## EXTRACT PROVIDED
------------------------------
Minimum wage ruling prompts KDADS request for additional funding

Agency seeks additional $6.5 million this fiscal year for home health workers

by Dave Ranney, KHI News Service

A spokesperson for the Kansas Department for Aging and Disability Services says the agency will need an additional $6.5 million to comply with a recent ruling that requires employers to pay in-home workers minimum wage and overtime.

The department has asked Gov. Sam Brownback’s budget office to build the additional funding into its budget for the current fiscal year, according to Angela de Rocha, KDADS director of communications. However, tax revenues are more than $60 million below projections so far this fiscal year, creating a bleak budget situation in Kansas.

The U.S. Department of Labor ruling, affirmed last week by Chief Justice John Roberts of the U.S. Supreme Court, is expected to have the biggest effect on the state’s Medicaid-funded services — called sleep cycle supports — that involve paying workers to be present while frail elders or people with serious disabilities sleep. These workers help beneficiaries with toileting, taking medication, being repositioned to prevent bedsores or getting out of bed in the morning.
------------------------------
## WHAT YOU WILL DO
a) From the KDADS funding article, repeat the text from "The department has" up to and including "situation in Kansas.".
b) Based on the KDADS funding article, mark each statement yes or no, and quote the words that settle it. (i) The agency says it will need an additional $6.5 million to comply with the ruling. (ii) Kansas tax revenues so far this fiscal year are above projections. (iii) Chief Justice John Roberts affirmed the ruling.
------------------------------
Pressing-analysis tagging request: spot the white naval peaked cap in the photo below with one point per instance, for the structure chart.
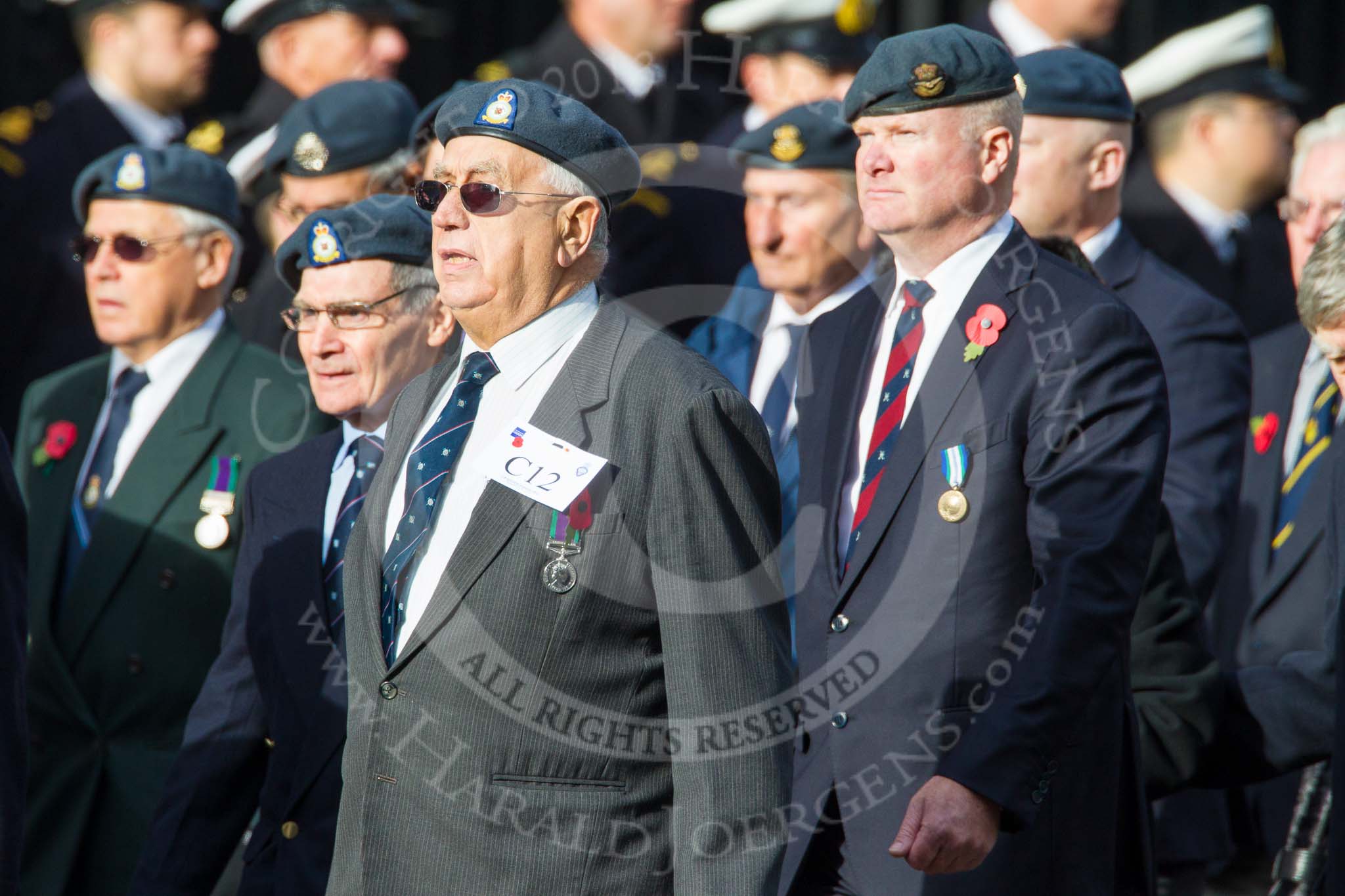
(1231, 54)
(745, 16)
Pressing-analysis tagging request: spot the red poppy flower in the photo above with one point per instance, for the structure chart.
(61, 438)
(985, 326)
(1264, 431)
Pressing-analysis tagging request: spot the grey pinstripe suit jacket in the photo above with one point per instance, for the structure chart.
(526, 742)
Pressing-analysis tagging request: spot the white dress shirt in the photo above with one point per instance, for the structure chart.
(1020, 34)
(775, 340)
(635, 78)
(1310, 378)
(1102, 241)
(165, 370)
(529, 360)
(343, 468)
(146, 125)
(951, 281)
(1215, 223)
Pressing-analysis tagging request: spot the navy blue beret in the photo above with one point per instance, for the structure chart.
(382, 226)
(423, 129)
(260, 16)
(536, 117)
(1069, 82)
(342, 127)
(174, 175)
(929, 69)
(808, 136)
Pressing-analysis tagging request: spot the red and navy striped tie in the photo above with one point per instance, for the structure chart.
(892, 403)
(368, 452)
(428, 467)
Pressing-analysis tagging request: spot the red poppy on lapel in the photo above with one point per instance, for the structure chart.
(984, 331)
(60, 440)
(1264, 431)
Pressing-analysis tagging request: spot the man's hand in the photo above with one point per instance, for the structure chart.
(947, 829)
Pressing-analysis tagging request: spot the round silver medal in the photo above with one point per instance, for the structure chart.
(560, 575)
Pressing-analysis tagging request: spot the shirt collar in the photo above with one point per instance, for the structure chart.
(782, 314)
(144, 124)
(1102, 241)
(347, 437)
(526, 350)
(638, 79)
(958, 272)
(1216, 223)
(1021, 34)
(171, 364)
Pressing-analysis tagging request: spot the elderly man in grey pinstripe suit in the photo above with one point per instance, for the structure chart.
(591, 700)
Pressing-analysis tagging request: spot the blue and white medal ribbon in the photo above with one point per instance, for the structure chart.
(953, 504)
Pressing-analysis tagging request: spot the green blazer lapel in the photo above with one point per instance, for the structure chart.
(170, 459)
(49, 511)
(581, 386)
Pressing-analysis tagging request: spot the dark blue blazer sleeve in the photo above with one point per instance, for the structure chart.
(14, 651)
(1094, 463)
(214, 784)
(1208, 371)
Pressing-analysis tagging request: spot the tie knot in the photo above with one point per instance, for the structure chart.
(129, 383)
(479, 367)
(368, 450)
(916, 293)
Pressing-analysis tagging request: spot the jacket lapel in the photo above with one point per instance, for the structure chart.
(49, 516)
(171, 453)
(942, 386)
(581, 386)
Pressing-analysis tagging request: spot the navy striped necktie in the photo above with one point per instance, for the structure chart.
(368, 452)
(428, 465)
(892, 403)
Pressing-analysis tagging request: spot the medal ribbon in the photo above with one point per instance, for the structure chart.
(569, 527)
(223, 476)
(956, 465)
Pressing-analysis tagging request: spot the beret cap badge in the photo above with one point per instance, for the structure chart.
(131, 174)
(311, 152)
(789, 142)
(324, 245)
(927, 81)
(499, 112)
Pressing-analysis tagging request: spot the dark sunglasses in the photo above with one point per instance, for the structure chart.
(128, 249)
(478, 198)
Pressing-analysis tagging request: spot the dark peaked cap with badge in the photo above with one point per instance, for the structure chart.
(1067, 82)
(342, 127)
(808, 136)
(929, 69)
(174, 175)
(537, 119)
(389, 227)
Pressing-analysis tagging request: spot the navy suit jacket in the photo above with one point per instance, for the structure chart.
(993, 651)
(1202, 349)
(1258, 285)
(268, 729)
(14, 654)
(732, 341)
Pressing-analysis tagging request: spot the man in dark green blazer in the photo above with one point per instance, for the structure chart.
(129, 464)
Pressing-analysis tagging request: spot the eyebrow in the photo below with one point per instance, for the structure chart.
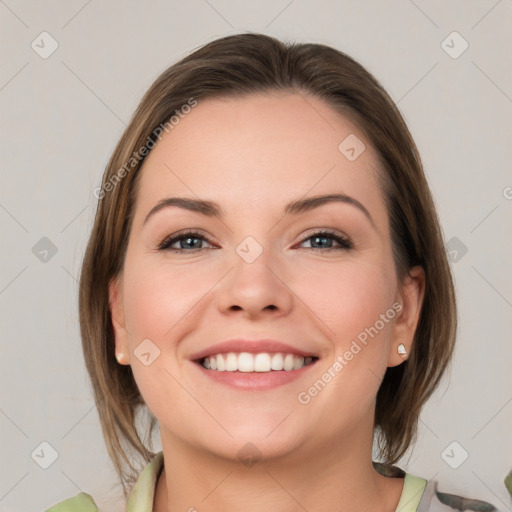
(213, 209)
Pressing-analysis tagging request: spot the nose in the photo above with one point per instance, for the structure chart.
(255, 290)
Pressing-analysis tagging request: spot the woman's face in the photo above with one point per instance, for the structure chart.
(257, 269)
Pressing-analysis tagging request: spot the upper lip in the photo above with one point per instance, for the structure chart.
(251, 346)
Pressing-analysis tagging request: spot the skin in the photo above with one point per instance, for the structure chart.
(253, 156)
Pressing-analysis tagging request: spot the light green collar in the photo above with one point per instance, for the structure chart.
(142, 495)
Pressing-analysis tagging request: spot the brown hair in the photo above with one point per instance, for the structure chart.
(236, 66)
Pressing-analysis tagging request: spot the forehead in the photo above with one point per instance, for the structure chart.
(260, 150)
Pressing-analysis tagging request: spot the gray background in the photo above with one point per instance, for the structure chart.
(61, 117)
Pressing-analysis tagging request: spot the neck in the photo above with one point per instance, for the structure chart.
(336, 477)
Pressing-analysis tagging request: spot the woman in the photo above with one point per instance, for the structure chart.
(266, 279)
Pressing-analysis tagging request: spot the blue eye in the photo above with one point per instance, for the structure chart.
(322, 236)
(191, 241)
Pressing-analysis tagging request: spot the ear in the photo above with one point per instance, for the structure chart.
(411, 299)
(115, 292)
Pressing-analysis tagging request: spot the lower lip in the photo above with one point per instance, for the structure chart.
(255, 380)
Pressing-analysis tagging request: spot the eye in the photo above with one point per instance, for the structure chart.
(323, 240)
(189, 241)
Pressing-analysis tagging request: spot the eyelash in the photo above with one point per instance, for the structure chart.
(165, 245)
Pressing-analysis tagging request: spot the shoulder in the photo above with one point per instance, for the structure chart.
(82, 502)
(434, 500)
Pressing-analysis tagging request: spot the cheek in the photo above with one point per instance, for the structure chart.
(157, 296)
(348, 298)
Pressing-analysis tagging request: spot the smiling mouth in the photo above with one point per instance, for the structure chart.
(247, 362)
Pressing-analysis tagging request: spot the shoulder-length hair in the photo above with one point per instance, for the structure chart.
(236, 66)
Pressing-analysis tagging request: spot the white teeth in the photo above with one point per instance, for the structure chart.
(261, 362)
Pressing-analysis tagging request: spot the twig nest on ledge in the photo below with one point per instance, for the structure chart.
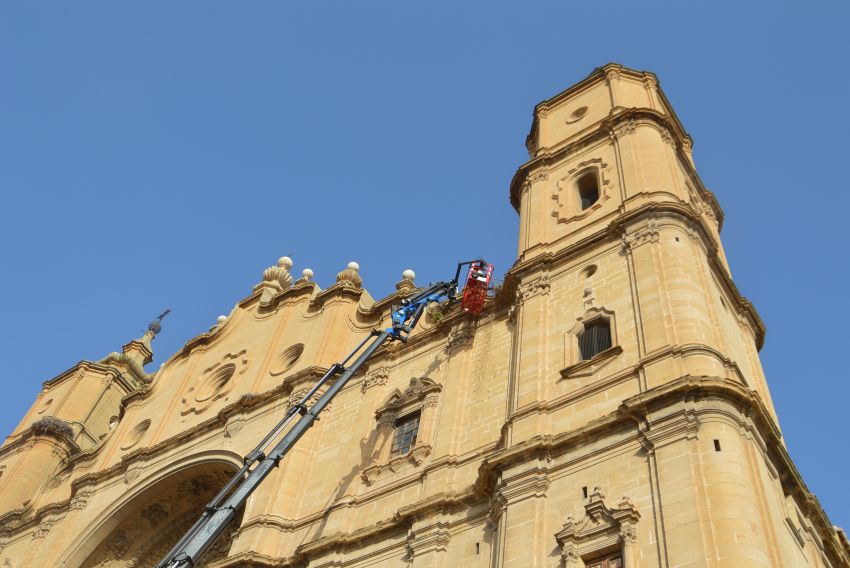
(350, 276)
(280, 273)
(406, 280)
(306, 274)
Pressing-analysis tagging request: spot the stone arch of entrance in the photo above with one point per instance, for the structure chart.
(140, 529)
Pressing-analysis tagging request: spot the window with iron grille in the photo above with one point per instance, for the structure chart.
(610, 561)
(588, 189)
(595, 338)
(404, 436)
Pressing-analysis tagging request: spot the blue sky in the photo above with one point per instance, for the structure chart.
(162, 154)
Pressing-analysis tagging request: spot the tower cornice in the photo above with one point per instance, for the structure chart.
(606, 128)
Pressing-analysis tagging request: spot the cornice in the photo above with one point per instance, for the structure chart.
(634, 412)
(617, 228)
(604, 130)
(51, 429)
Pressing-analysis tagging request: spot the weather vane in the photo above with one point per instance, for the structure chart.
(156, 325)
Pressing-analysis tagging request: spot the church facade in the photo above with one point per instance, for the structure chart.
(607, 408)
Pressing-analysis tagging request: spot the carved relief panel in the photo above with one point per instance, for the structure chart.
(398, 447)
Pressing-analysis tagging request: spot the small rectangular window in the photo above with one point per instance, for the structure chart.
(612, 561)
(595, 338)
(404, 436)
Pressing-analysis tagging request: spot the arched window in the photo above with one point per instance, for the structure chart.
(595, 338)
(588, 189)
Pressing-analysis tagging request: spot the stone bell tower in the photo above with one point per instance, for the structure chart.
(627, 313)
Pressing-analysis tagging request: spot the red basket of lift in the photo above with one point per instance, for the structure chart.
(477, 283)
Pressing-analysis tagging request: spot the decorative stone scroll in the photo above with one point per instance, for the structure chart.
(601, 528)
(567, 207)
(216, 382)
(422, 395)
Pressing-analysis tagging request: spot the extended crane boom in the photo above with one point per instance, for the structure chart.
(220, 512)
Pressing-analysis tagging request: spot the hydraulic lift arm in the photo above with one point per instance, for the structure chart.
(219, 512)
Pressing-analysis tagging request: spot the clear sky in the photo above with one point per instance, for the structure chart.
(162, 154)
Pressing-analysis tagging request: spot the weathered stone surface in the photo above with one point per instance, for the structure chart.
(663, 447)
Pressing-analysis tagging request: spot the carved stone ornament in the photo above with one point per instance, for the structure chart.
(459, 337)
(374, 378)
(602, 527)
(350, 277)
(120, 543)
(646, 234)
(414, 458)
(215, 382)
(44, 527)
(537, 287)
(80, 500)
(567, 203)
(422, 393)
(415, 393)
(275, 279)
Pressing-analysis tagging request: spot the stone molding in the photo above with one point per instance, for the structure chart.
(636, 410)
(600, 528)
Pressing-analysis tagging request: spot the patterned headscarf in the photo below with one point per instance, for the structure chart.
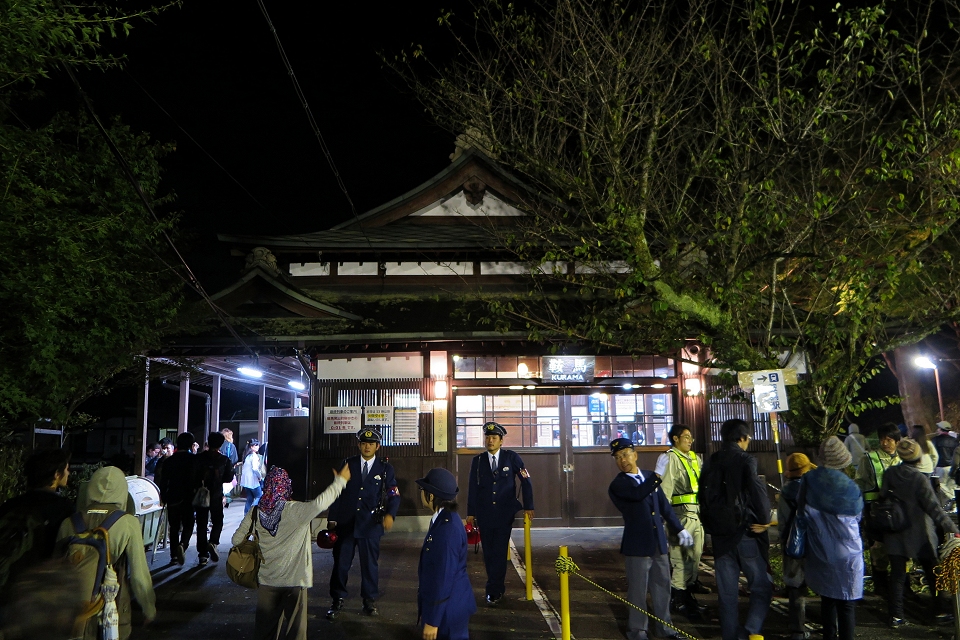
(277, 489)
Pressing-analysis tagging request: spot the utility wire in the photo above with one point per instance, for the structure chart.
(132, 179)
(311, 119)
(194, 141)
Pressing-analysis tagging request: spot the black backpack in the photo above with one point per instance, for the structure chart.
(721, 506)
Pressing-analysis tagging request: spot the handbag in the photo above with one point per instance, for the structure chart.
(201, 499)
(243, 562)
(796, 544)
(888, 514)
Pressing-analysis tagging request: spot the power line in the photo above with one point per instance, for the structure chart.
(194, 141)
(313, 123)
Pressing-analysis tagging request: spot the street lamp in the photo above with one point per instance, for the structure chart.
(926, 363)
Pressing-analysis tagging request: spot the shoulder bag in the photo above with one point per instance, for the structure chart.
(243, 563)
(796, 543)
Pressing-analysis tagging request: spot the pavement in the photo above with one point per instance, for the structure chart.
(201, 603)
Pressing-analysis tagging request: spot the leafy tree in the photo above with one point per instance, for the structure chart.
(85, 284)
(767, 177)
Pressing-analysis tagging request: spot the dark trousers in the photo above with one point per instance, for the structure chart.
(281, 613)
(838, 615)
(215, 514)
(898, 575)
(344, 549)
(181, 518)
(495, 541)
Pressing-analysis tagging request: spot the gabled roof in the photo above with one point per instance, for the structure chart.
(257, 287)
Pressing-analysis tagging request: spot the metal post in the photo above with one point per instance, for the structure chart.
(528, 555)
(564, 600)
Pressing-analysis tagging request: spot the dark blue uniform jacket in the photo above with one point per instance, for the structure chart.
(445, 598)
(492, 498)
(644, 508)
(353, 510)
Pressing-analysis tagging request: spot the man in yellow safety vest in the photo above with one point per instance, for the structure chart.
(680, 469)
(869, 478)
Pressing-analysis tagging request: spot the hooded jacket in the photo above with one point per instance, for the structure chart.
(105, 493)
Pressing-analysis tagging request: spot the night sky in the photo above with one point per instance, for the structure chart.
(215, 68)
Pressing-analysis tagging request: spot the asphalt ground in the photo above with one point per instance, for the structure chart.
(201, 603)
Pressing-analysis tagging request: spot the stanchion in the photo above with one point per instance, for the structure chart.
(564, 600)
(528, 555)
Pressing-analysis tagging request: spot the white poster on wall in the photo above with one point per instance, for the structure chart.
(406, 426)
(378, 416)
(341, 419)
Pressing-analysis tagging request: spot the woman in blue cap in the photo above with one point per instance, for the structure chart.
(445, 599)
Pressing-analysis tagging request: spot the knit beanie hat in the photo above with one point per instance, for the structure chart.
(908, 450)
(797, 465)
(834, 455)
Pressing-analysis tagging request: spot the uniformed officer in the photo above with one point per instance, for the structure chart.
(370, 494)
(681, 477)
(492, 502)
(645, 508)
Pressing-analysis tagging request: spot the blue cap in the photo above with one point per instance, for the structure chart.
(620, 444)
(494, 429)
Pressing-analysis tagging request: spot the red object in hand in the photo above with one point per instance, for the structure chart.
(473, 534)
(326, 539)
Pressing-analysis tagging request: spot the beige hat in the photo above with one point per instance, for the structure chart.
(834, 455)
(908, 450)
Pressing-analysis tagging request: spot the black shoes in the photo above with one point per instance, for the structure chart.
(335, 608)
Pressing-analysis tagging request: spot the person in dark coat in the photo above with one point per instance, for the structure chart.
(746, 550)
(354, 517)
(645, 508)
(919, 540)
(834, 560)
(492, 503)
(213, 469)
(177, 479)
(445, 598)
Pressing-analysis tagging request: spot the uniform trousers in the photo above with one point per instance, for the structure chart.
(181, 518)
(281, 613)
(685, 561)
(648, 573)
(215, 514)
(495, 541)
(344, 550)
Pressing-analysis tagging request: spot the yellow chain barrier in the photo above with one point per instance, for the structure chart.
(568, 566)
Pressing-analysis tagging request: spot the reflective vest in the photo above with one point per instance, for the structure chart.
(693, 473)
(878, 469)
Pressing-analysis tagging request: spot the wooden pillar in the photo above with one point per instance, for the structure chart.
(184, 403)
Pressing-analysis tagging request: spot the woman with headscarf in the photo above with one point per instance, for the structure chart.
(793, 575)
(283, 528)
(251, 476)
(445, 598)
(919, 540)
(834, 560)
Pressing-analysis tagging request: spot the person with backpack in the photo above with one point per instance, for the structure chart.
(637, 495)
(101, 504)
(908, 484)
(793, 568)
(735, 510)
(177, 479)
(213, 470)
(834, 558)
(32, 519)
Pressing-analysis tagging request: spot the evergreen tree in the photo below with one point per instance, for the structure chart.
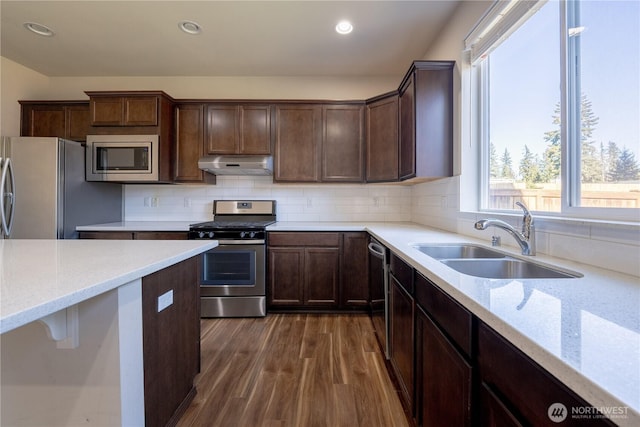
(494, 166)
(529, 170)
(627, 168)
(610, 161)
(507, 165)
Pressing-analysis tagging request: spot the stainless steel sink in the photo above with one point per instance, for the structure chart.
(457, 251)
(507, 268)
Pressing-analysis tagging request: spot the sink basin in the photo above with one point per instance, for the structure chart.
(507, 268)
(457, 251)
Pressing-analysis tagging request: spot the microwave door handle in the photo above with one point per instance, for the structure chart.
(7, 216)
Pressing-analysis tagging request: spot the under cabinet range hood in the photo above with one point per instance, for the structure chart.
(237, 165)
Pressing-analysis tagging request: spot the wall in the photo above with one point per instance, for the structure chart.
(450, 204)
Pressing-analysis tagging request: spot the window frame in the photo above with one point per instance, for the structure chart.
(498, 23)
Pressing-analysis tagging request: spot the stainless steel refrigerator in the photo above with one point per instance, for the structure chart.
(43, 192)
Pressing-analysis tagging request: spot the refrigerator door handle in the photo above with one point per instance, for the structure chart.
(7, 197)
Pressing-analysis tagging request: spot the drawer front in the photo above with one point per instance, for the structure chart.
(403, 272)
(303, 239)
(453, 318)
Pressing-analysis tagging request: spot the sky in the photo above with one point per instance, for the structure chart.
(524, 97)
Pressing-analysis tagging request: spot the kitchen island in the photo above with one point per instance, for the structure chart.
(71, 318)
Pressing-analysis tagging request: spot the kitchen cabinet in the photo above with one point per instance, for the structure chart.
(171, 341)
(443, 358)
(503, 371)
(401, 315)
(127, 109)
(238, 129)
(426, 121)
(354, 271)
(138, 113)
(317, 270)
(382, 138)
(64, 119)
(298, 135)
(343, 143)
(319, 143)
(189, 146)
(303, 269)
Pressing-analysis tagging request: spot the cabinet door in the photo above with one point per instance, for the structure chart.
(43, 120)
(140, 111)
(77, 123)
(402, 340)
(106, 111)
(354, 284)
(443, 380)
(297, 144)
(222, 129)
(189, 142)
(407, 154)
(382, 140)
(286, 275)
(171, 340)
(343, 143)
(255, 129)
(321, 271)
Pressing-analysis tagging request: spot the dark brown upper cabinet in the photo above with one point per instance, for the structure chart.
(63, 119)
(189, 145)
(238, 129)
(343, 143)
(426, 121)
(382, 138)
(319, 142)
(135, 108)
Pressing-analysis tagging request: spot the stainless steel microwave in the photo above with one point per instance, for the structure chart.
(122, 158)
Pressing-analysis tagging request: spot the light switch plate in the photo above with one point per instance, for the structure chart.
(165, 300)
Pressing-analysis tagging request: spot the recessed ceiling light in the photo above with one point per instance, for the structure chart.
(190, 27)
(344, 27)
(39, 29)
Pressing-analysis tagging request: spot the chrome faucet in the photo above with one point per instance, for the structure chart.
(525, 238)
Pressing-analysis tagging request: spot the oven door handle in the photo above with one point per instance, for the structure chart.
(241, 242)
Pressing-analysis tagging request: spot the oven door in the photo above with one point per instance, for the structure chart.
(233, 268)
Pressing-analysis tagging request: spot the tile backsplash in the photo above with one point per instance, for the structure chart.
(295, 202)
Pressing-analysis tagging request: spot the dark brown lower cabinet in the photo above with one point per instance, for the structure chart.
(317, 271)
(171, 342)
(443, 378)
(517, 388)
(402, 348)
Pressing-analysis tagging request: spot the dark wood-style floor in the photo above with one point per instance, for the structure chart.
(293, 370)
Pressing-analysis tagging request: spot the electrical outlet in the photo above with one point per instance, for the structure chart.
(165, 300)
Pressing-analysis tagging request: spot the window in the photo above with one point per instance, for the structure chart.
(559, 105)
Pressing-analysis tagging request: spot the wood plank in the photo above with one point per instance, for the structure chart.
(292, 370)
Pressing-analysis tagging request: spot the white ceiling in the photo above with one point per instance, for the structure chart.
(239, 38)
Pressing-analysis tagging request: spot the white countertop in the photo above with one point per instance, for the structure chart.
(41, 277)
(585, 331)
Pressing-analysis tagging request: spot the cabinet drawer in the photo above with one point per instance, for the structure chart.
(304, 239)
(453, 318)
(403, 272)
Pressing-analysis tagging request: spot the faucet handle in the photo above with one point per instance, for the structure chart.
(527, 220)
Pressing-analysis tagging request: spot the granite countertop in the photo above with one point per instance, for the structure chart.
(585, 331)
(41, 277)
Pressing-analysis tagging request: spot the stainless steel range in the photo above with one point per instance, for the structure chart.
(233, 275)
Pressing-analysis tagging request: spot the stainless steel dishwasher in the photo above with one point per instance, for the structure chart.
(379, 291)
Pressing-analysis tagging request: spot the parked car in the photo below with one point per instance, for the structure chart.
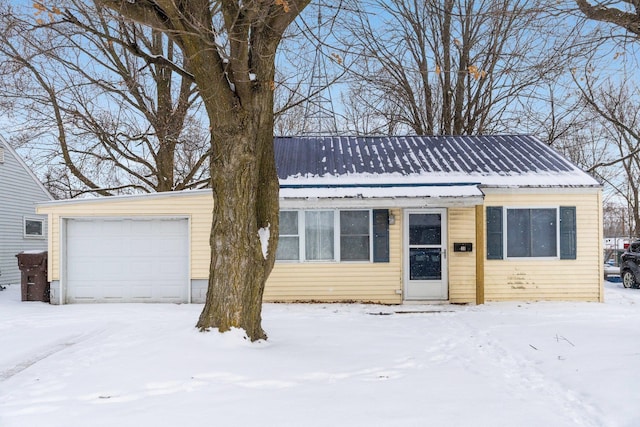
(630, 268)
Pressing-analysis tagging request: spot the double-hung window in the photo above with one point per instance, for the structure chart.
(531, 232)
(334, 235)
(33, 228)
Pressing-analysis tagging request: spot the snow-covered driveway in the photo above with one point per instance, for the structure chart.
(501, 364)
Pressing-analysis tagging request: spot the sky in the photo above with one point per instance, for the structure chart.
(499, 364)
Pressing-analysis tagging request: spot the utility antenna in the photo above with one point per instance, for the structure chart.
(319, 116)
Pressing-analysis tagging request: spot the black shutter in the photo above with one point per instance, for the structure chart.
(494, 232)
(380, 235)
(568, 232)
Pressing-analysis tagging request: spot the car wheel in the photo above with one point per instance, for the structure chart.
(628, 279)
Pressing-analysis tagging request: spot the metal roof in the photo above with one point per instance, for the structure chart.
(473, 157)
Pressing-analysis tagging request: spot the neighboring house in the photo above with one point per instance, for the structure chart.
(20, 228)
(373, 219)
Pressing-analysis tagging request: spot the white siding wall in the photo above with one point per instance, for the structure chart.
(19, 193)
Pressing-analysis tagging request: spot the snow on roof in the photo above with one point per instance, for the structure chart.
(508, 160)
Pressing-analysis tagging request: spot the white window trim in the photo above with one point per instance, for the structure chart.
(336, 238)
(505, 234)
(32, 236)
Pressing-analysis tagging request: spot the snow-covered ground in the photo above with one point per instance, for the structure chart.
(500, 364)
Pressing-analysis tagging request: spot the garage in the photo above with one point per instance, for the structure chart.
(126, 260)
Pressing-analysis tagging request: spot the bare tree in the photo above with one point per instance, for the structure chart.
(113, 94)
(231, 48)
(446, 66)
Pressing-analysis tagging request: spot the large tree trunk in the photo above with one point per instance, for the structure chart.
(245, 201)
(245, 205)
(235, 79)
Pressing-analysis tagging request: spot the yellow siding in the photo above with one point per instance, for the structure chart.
------------------------------
## TASK RESULTS
a)
The department has asked Gov. Sam Brownback’s budget office to build the additional funding into its budget for the current fiscal year, according to Angela de Rocha, KDADS director of communications. However, tax revenues are more than $60 million below projections so far this fiscal year, creating a bleak budget situation in Kansas.

b)
(i) Yes: "the agency will need an additional $6.5 million to comply with a recent ruling"
(ii) No: "tax revenues are more than $60 million below projections so far this fiscal year"
(iii) Yes: "affirmed last week by Chief Justice John Roberts of the U.S. Supreme Court"